Directive: Copy every one of the entries below word for word, and leave the pictures out of your copy.

Supplied data:
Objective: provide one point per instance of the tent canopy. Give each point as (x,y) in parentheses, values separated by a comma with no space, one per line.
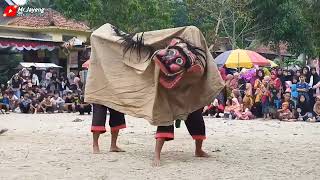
(37,65)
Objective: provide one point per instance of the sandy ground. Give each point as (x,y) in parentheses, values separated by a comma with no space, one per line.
(53,147)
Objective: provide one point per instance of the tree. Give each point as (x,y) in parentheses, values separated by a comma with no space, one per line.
(128,15)
(227,18)
(282,21)
(311,8)
(40,3)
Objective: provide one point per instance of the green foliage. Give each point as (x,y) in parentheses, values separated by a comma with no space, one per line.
(40,3)
(282,21)
(296,22)
(128,15)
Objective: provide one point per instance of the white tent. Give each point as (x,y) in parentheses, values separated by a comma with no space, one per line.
(38,65)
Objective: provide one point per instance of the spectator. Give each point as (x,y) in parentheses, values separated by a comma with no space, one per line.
(14,101)
(303,87)
(46,105)
(4,102)
(16,85)
(83,107)
(69,103)
(58,103)
(35,105)
(25,104)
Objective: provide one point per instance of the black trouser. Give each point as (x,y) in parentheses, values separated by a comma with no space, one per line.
(195,125)
(85,108)
(24,109)
(116,120)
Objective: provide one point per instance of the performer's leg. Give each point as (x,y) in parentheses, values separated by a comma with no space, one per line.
(196,127)
(116,122)
(98,125)
(164,133)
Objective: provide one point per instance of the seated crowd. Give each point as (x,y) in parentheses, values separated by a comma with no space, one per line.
(25,93)
(281,94)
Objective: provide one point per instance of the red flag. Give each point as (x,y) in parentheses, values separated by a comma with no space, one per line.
(10,11)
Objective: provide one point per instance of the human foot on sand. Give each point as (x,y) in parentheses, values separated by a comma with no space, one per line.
(116,149)
(156,162)
(201,153)
(96,149)
(3,131)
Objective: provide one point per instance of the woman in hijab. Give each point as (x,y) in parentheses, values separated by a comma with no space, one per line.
(314,80)
(303,108)
(306,72)
(316,110)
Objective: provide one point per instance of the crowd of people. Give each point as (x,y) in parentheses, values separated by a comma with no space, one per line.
(29,92)
(275,93)
(287,95)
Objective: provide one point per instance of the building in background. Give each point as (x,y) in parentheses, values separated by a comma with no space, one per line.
(41,38)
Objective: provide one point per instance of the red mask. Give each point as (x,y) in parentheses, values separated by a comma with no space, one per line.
(174,61)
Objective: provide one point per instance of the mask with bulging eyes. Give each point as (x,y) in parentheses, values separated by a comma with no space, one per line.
(176,60)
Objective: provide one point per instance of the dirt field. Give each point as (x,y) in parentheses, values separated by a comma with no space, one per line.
(53,147)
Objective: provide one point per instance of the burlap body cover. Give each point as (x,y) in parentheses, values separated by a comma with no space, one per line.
(130,84)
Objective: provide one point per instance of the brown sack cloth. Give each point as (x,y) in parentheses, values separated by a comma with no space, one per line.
(132,87)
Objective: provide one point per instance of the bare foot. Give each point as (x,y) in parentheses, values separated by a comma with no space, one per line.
(3,131)
(156,162)
(96,149)
(116,149)
(201,153)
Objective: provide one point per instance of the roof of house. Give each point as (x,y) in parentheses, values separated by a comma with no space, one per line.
(50,18)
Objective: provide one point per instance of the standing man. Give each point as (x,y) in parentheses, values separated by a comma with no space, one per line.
(116,122)
(197,129)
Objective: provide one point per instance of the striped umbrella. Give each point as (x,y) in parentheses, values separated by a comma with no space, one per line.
(273,64)
(241,58)
(86,64)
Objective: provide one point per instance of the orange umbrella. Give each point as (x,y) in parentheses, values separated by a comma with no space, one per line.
(86,64)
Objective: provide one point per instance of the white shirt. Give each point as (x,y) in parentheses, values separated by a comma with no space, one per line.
(35,80)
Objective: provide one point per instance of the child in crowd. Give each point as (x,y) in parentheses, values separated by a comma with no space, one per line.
(35,105)
(228,109)
(316,110)
(244,113)
(46,105)
(284,113)
(303,87)
(69,103)
(247,99)
(303,109)
(265,101)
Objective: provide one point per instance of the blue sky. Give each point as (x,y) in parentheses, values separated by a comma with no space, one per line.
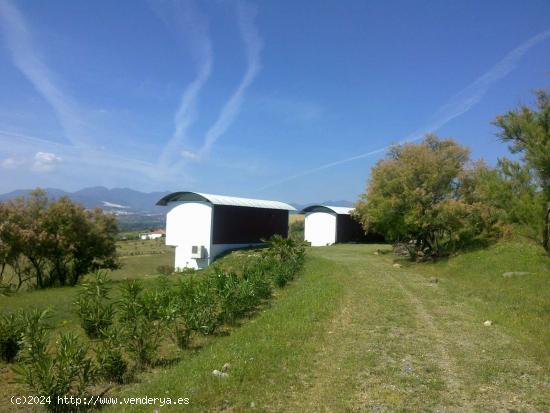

Expected answer:
Objective: provide one point per instance of the tent canopy. Give each point as (x,y) in parentheses, values separated by a comma with no space, one per line.
(37,65)
Objective: provide one point per instance of the sandy ground. Give each point as (x,y) in parentheses, values separated by a comma with no space, one per line.
(53,147)
Objective: provide one point per instance of the tree. Give each point as (x,y) in parentheses, values separated by a comma with no space, one per line.
(128,15)
(227,18)
(282,21)
(311,8)
(40,3)
Objective: provide one point per instance of the green foliage. Give each point as (x,y) in parentheses, values separated by a comma with no space, one per line.
(40,3)
(282,21)
(296,22)
(128,15)
Objective: provide one point per instance of the white tent. Give each point as (x,y) in parentheses, values separated by a comma with no space, one per line.
(38,65)
Objective: provide one point per instance of the spectator. Give each point as (x,y) in parentheses, values separated by a comma with no space, one per line.
(14,101)
(303,87)
(46,105)
(4,102)
(16,85)
(83,107)
(69,103)
(58,103)
(35,105)
(25,104)
Objective: provide one point per instance of the black trouser. Give each point as (x,y) in parentheses, values separated by a comma with no space, one per line.
(195,125)
(85,108)
(24,109)
(116,120)
Objective: provide one point per instance of the performer's leg. Give each point as (x,y) in parentheses, values separated by a comma with no space, one per line.
(196,127)
(116,122)
(98,125)
(164,133)
Objective: provide one point per instance of the seated crowd. Give each point as (x,y) in parentheses, values separated by a comma with no space, one per line.
(25,93)
(281,94)
Objective: provide one point per instance of the red flag. Give each point as (x,y) in parentheses, values separated by a comma with no space, one per line.
(10,11)
Objective: provide one point per instance of the human foot on sand. Give each point as (x,y) in parentheses, values separated by a comma with no space, one per line.
(116,149)
(156,162)
(201,153)
(96,149)
(3,131)
Objective: provide one point per instance of the woman in hijab. Give each point as (x,y) in parentheses, values separated by a comma with no space, one per line.
(314,80)
(303,108)
(306,72)
(316,110)
Objective: provide one point per instance of the crowd of people. Give each point as (x,y) in parentheses, values separated by a comma with no space, one per line.
(29,92)
(275,93)
(287,95)
Objective: provide one point per instance of the building in background. Give each point as (x,y) in parentheses, values separated by a comma with no space, one per line.
(41,38)
Objective: provide one point per instance of the red mask. Give each point as (x,y) in parentheses, values separated by a comma with no space, one per line.
(174,61)
Objective: provide one point per instance of the mask with bulging eyes. Give each point as (x,y) in parentheses, values separated by a comma with no space, one per line.
(176,60)
Objective: provide one point per instance of the dirt field. Give each point as (x,y) in parentheses, values separated by a comma with no space, one per line.
(53,147)
Objective: provide one point per instance of the burlap body cover. Give each point as (x,y) in parentheses, values separated by a comma with no space, one per line.
(130,84)
Objective: provide one point per instance of the brown sack cloth. Give each point as (x,y) in parentheses, values separated by a comma with no space, one per line.
(132,87)
Objective: provide one point per instance of the bare foot. Give each point as (x,y) in parentheses, values separated by a comma with no space, one per line.
(3,131)
(156,162)
(96,149)
(116,149)
(201,153)
Objective: provide one point per instance of the roof of house. Give each point as (x,y) in parentheses, values separated by a comma with no space, one per line.
(50,18)
Objective: provide one point per instance of the standing man. Give each point as (x,y) in parentheses, values separated by a comma with no space, one per line.
(116,122)
(197,129)
Objective: provide one point per instance of the striped umbrella. Give each point as (x,y) in parentheses, values separated by a comma with no space, one per line.
(273,64)
(241,58)
(86,64)
Objective: provide one point per instance of the orange umbrella. Give each point as (x,y) in parentheses, values separated by a comma with no space, one per line.
(86,64)
Objective: provide one point per instance of the white shirt. Give each point as (x,y) in parentheses, values separated by a comma with no space, one per line.
(35,80)
Objective: provide one point per instance of the child in crowd. Give each point as (x,y) in parentheses, values separated by a comma with no space, one per line.
(35,105)
(228,109)
(316,110)
(244,113)
(46,105)
(284,113)
(303,87)
(69,103)
(247,99)
(303,109)
(265,101)
Objective: provide one point per instance of the blue sky. Give each point as (x,y) in parentheses, values separated by a comma with no space, one per line.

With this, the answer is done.